Aquí conocemos a Norman Maine, actor de Hollywood con serios problemas con el alcohol, por lo que la industria tiene justificados recelos con él y su errático comportamiento en público. En una suntuosa fiesta de beneficencia que se celebra en Los Ángeles el actor aparece borracho, como casi siempre, y a pesar de que sus representantes y amigos intentan evitar que se ponga en ridículo, solo la improvisada y afortunada intervención de una modesta cantante, Esther Blodgett, lo conseguirá, convirtiendo en número cómico lo que de otra forma hubiera sido una escena patética. Maine se queda prendado de la chica, y a partir de entonces, convencido de su gran talento musical, intentará conseguirle una oportunidad en Hollywood. Ambos, finalmente, se enamoran y se casan; Maine cree firmemente que ahora, absolutamente enamorado, podrá vencer por fin a su alcoholismo, pero la fulgurante carrera de Esther (ahora artísticamente llamada Vicki Lester por sus representantes) opaca pronto la suya, que sigue bajo la sombra de su tendencia (ya saben: cría fama y échate a dormir...) a empinar el codo…
Con una exquisita puesta en escena, elegante, marca de la casa (era Cukor quien estaba a los mandos...), pero también unos notables números musicales (como el que se marca Judy Garland en el último tramo del film, en el que le explica a su marido el nuevo musical que están ensayando, con una inteligente utilización de elementos domésticos), Ha nacido una estrella, versión Cukor, nos parece una sobresaliente plasmación del tema clásico del fulgor de la nueva estrella y de la paralela decadencia de la vieja, que al unirse se convierte en uno de los asuntos clásicos de la cultura universal: el brillo del talento, pero también su degradación, dos movimientos en direcciones opuestas que, enlazados por el amor, puede (y en este caso lo consigue) producir una historia de una tremenda capacidad emocional, como sucede especialmente en las últimas secuencias del film, cuando Norman se da cuenta de que no solo es ya un estorbo para que su amada pueda llegar a la cúspide de la fama, sino que, además, el sentimiento que él ya produce en los demás no es otro que el resentimiento, el desprecio, o, en el mejor de los casos, la compasión.
○ ○ ○ ○
Comprueba tu comprensión>
1 – Enumera todos los nombres propios de personas que aparecen en la reseña de Ha nacido una estrella.
2 – Según la reseña, ¿por qué la industria de Hollywood tiene recelos con Norman Maine?
Los registros proceden de otra fuente distinta de la reseña.

(Datos de señalización de regiones)
○ ○ ○ ○
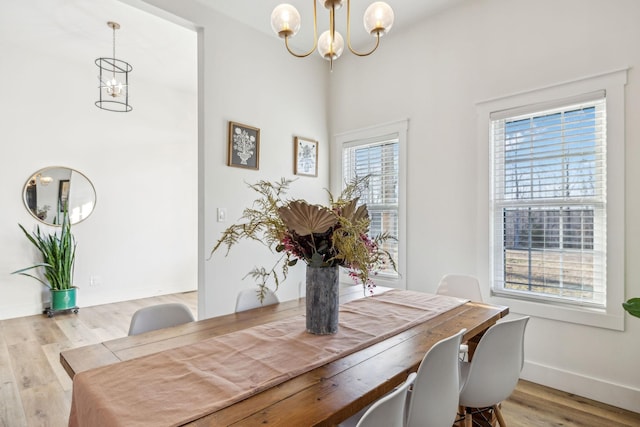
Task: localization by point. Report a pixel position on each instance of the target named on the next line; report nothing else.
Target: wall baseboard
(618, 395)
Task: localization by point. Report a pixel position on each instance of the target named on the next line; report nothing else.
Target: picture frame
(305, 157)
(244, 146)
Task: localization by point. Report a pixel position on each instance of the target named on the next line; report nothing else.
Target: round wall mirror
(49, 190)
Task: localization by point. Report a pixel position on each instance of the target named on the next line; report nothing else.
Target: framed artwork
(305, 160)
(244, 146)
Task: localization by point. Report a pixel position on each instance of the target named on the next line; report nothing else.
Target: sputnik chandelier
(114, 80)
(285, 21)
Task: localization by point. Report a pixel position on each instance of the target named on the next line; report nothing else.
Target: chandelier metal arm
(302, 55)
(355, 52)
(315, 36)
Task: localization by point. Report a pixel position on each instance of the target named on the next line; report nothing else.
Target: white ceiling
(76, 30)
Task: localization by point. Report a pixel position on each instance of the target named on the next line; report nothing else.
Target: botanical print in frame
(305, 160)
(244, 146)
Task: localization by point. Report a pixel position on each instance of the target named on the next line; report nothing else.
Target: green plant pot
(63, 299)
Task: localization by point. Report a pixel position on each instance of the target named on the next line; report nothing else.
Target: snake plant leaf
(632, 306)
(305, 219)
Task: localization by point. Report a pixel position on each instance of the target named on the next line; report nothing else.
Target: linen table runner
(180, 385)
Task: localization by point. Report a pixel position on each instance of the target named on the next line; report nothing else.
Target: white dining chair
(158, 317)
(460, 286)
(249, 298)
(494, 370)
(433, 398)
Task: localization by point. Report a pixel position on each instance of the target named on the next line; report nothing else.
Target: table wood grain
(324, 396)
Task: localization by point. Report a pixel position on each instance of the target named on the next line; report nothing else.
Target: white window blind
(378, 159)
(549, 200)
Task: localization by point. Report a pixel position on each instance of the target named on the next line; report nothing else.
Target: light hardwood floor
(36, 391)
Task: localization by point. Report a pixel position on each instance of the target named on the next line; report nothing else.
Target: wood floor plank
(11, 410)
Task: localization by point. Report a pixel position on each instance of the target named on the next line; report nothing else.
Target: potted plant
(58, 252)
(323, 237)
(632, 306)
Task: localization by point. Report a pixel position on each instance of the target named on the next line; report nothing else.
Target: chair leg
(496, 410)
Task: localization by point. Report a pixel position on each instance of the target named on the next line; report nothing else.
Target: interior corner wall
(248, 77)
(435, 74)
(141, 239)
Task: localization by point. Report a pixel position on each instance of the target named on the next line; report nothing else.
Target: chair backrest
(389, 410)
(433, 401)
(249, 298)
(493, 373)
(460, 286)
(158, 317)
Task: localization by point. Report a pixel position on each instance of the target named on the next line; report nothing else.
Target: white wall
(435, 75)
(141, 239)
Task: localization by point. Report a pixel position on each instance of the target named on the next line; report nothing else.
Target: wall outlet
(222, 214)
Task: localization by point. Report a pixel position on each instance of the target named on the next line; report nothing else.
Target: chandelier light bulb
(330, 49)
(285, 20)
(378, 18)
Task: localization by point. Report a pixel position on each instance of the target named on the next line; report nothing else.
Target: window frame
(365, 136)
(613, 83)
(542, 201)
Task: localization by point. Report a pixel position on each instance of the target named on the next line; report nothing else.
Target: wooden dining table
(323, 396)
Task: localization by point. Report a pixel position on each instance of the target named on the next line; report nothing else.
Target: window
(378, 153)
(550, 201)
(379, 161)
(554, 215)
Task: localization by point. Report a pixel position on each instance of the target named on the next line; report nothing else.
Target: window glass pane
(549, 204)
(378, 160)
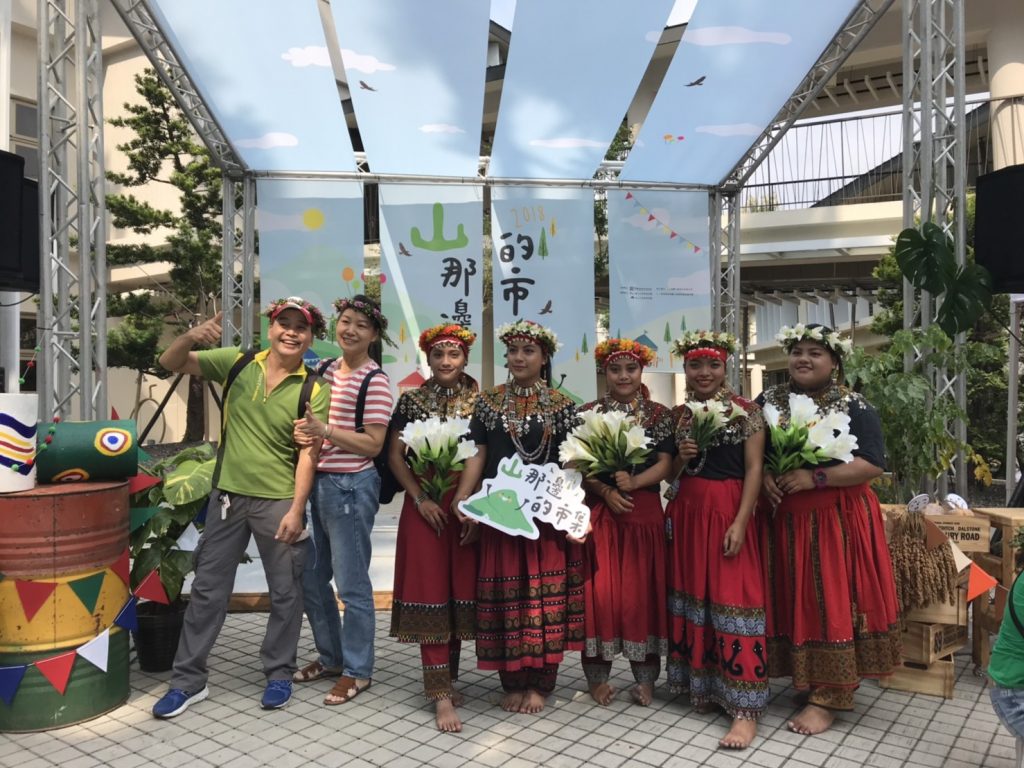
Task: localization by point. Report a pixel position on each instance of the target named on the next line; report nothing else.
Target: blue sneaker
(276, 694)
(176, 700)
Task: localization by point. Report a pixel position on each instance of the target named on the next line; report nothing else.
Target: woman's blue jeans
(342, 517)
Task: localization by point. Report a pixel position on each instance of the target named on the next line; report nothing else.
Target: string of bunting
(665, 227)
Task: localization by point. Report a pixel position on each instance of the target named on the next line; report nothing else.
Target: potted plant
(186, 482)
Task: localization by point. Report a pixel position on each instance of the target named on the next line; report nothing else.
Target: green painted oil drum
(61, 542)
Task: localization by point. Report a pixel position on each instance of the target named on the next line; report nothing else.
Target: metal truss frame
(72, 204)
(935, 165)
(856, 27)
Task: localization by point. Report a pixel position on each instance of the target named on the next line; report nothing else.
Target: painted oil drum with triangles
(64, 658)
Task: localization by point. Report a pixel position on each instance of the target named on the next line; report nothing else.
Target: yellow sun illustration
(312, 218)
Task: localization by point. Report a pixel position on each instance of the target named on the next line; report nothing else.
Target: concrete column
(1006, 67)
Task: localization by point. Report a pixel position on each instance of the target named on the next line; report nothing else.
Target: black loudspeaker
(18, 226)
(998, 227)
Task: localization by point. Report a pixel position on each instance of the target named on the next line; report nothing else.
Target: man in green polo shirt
○ ○ ○ ○
Resultados del ejercicio>
1 – Norman Maine, Esther Blodgett, Vicki Lester, Cukor y Judy Garland.

2 – La industria desconfía de él porque tiene serios problemas con el alcohol. También pesa su comportamiento errático en público.